### DATASET RECORDS

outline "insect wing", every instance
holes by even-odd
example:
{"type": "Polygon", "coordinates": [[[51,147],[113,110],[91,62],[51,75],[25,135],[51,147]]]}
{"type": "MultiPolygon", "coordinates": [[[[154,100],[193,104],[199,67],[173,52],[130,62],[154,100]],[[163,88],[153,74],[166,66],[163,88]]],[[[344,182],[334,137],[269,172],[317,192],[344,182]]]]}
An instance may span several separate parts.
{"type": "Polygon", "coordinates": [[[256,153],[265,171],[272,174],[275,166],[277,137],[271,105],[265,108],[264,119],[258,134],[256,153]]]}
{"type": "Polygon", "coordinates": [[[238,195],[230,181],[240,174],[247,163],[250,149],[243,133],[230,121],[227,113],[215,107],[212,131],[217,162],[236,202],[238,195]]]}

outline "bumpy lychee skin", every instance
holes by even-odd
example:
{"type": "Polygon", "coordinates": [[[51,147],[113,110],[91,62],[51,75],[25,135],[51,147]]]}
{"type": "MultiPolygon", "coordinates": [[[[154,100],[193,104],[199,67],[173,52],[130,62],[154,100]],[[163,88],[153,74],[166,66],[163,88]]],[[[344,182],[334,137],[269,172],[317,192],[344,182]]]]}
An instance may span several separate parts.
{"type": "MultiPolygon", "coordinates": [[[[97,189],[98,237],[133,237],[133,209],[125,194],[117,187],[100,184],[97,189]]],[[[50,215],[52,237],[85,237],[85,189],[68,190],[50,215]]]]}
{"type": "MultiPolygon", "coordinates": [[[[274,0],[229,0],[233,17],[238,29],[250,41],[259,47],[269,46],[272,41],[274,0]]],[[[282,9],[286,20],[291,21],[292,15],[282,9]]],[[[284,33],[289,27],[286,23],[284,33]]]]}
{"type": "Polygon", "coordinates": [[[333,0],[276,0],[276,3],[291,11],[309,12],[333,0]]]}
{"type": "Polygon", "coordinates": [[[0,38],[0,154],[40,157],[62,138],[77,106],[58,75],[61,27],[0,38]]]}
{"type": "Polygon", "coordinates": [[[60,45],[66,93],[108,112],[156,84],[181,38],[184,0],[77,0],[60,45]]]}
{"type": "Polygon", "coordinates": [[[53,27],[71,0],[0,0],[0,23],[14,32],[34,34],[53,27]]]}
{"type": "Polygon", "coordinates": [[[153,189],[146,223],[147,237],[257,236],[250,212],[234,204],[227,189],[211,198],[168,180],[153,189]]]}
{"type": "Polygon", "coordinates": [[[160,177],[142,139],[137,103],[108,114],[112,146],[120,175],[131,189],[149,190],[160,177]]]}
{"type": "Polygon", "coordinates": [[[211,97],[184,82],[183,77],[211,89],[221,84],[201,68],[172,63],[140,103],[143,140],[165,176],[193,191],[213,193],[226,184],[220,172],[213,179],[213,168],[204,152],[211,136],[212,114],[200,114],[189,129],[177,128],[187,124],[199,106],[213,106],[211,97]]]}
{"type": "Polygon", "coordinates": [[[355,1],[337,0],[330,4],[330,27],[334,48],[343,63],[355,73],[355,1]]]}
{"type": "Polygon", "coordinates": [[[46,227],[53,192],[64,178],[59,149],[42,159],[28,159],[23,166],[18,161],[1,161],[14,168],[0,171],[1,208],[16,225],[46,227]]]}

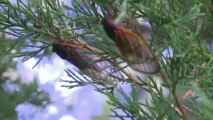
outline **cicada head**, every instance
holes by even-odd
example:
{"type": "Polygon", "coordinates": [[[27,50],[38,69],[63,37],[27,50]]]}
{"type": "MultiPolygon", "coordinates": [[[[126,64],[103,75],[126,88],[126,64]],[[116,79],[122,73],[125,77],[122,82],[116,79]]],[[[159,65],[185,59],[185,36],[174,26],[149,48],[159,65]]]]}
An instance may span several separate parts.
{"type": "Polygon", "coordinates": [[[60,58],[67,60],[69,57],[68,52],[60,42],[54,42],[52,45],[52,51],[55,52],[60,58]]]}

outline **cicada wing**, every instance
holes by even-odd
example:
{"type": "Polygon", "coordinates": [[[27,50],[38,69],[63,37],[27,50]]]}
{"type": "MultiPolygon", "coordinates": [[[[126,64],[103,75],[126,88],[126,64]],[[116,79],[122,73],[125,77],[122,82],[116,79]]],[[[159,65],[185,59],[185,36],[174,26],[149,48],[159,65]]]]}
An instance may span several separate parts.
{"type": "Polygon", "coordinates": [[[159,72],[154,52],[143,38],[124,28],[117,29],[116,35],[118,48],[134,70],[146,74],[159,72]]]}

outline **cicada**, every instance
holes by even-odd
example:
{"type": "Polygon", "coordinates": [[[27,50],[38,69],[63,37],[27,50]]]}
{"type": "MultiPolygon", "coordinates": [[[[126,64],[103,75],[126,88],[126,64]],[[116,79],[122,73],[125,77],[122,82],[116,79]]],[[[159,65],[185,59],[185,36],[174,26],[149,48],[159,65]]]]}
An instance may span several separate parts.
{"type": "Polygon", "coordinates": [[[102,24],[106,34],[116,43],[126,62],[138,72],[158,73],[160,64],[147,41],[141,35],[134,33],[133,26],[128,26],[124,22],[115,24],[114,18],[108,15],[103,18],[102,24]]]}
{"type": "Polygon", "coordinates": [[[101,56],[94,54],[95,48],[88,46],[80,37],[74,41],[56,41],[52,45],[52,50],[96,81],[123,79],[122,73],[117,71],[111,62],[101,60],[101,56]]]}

==

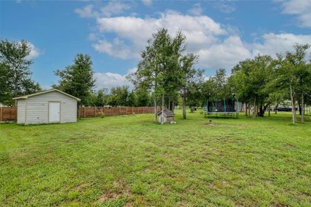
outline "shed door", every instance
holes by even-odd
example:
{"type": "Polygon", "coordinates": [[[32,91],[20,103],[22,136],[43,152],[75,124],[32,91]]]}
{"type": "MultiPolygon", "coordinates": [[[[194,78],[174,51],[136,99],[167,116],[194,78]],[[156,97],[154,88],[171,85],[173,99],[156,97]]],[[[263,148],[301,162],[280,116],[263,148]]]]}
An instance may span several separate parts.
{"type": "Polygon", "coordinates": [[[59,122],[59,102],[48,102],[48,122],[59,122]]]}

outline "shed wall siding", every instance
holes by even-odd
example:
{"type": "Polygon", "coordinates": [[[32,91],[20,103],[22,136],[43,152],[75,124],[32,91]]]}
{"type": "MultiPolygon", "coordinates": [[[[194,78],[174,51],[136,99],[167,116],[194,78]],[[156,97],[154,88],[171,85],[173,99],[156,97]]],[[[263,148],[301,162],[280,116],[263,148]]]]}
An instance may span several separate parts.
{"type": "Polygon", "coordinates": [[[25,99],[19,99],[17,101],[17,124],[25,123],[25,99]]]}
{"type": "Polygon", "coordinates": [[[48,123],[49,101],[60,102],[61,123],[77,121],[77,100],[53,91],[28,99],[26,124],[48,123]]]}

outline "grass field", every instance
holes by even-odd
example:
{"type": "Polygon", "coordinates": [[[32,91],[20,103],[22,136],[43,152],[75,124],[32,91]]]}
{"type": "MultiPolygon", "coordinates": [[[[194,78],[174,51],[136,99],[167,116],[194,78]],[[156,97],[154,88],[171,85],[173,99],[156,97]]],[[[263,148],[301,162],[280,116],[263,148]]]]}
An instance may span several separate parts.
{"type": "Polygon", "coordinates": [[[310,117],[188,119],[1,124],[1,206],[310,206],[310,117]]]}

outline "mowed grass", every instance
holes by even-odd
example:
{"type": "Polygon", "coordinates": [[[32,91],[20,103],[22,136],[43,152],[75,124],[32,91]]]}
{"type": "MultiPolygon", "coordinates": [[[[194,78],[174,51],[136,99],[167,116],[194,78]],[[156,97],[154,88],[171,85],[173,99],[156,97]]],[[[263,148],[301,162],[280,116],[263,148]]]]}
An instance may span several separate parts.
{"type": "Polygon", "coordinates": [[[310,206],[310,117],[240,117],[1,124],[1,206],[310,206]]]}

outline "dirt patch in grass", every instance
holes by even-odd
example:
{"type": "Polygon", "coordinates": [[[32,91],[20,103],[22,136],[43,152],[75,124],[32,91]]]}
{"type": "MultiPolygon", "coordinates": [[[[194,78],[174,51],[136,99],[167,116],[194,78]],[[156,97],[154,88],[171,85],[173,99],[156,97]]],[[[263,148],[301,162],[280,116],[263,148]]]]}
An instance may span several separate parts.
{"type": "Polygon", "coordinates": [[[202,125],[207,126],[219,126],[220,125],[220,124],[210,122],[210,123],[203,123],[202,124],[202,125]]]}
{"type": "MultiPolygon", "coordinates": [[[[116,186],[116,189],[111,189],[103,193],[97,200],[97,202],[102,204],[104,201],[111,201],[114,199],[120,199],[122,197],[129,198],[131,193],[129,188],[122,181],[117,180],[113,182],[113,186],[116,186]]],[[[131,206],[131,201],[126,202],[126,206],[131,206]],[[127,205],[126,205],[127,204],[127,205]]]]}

...

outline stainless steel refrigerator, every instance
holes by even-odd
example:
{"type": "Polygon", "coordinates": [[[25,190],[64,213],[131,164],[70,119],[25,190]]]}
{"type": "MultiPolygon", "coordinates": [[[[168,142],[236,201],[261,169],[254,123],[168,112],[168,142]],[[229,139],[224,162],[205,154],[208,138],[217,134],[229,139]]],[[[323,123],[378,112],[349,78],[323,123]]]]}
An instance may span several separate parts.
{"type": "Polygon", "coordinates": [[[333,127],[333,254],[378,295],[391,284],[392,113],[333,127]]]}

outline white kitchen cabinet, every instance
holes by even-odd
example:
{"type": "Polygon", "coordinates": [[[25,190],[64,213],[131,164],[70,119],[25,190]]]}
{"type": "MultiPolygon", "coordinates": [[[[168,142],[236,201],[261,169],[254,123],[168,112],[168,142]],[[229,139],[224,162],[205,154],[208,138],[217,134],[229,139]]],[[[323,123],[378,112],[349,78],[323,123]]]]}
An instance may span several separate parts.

### REQUIRED WORK
State how many lines in the data above contain the string "every", treating uppercase and lowercase letters as distinct. Give only the number.

### FINAL ANSWER
12